TEXT EXCERPT:
____
In order to verify our simulation results, we applied traditional PLSC and PLSC-RP to an experimental genetic neuroimaging data set that has been published previously (Ousdal et al., 2012). We were able to replicate literature findings using both PLSC and PLSC-RP, with PLSC-RP being again significantly faster than PLSC. Specifically, we found three SNPs in high LD, rs10014254, rs11722038, and rs17529323, to be significantly associated to amygdala activity. These SNPs are located upstream of the Paired-like homeobox 2b (PHOX2B) gene, which is known to regulate the expression of enzymes necessary for the biosynthesis of monoamines (Brunet and Pattyn, 2002). Thus, we verified the authors hypothesis (Ousdal et al., 2012) that the monoaminergic signaling pathway plays a central role in the regulation of amygdala activity. In contrast to Ousdal et al. (2012), who only considered the amygdala peak voxels to search for influencing SNPs, we considered whole brain measures. Therefore, we also found some other brain regions to be involved during the emotional face-matching task, including cerebellum, left hippocampus, left lingual gyrus and right putamen. All these brain regions have been shown to be increasingly activated during processing of negative emotional faces (Fusar-Poli et al., 2009; Surguladze et al., 2010; Benedetti et al., 2011; Schraa-Tam et al., 2012; Demenescu et al., 2013). To date, it is not confirmed by the literature that individual differences in activation of these brain regions might be explained by variation of PHOX2B SNPs. However, we found evidence for an association of hippocampus with another gene influencing the monoaminergic signaling pathway, the gene that encodes the enzyme MAOA (Lee and Ham, 2008).
____
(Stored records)
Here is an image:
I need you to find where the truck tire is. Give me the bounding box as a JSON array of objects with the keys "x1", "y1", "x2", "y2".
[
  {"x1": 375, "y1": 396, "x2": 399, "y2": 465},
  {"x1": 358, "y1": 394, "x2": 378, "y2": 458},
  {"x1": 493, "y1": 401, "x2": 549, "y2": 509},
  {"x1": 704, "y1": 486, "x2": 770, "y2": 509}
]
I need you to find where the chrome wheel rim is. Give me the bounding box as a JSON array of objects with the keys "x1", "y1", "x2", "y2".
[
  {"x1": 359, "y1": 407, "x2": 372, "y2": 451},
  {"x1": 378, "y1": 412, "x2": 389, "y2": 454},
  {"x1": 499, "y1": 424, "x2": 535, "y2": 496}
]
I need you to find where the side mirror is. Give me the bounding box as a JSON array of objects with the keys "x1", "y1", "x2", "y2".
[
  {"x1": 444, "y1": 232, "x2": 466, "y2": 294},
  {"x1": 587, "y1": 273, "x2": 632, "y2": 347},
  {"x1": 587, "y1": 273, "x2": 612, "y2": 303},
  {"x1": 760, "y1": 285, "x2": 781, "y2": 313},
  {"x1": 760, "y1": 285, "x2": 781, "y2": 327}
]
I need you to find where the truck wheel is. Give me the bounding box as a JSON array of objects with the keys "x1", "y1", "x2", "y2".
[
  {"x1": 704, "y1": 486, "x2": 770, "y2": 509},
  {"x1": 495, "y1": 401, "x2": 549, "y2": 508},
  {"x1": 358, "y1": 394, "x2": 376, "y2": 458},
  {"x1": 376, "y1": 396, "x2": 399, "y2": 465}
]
____
ASSIGNMENT 1: Besides the amygdala, which brain regions does the genetic neuroimaging excerpt report as involved during the emotional face-matching task?
ASSIGNMENT 2: Condense the paragraph of the genetic neuroimaging excerpt that begins "In order to verify our simulation results" into a short bulleted list that keeps its main facts.
ASSIGNMENT 3: Write the next part of the genetic neuroimaging excerpt, picking up after its final sentence.
The records were taken from a different source than the text.

ANSWER AREA 1:
- Cerebellum
- Left hippocampus
- Left lingual gyrus
- Right putamen

ANSWER AREA 2:
- Traditional PLSC and PLSC-RP were applied to a previously published experimental genetic neuroimaging data set (Ousdal et al., 2012) to verify the simulation results.
- Both methods replicated the literature findings, and PLSC-RP was again significantly faster than PLSC.
- Three SNPs in high LD (rs10014254, rs11722038, rs17529323) were significantly associated with amygdala activity.
- These SNPs lie upstream of the PHOX2B gene, which regulates the expression of enzymes needed for monoamine biosynthesis. This supports the hypothesis that monoaminergic signaling plays a central role in regulating amygdala activity.
- Whole brain measures were used rather than only amygdala peak voxels. As a result, the cerebellum, left hippocampus, left lingual gyrus and right putamen were also found to be involved during the emotional face-matching task.
- All of these regions are known to be increasingly activated when negative emotional faces are processed.
- The literature has not yet confirmed that PHOX2B SNP variation explains individual differences in activation of these regions. However, there is evidence linking the hippocampus to MAOA, another gene that influences the monoaminergic signaling pathway.

ANSWER AREA 3:
4.2. Accuracy of PLSC-RP Results Depending on the Data Type
We compared PLSC-RP to traditional PLSC on a data set containing genome-wide SNPs as genotypes together with candidate phenotype measures (body height and serum vaspin concentration extracted from blood, specifically). In contrast to the brain imaging measures, which we selected as high-dimensional phenotypes in the first application and which were scaled metrically, SNP information statistically represents count data, since PLSC was performed under the assumption of an additive genetic model. We showed that PLSC-RP provides statistically equivalent results to PLSC, despite significant savings in runtime. Therefore, dimensionality reduction using RP is data type independent. Using both PLSC and PLSC-RP, we were further able to replicate literature findings (Breitfeld et al., 2013). In the original publication, six SNPs on chromosome 14, mapping between serpinA1 and serpinA4, were shown to be significantly associated to serum vaspin measures. With the exception of one SNP that we had to exclude due to its low call rate, we verified these findings. We did not find any additional SNPs, since the authors in the original publication (Breitfeld et al., 2013) already performed a genome-wide screening.
4.3. Accuracy of PLSC-RP Results for Both High-Dimensional Neuroimaging and SNP Data
Finally, we applied PLSC-RP on a simulated data set containing both high-dimensional brain imaging and high-dimensional SNP measures of different dimensionality combinations. We showed that PLSC-RP was able to detect causal voxels and SNPs with high accuracy, despite slightly reduced similarity to the results provided by PLSC compared to the applications of PLSC-RP and PLSC for either high-dimensional neuroimaging measures or high-dimensional SNPs. Again, PLSC-RP was significantly faster than PLSC. At maximum, runtime was reduced from 22 weeks to 1.2 min. Thus, we strongly recommend the use of PLSC-RP even if both data sets are high-dimensional.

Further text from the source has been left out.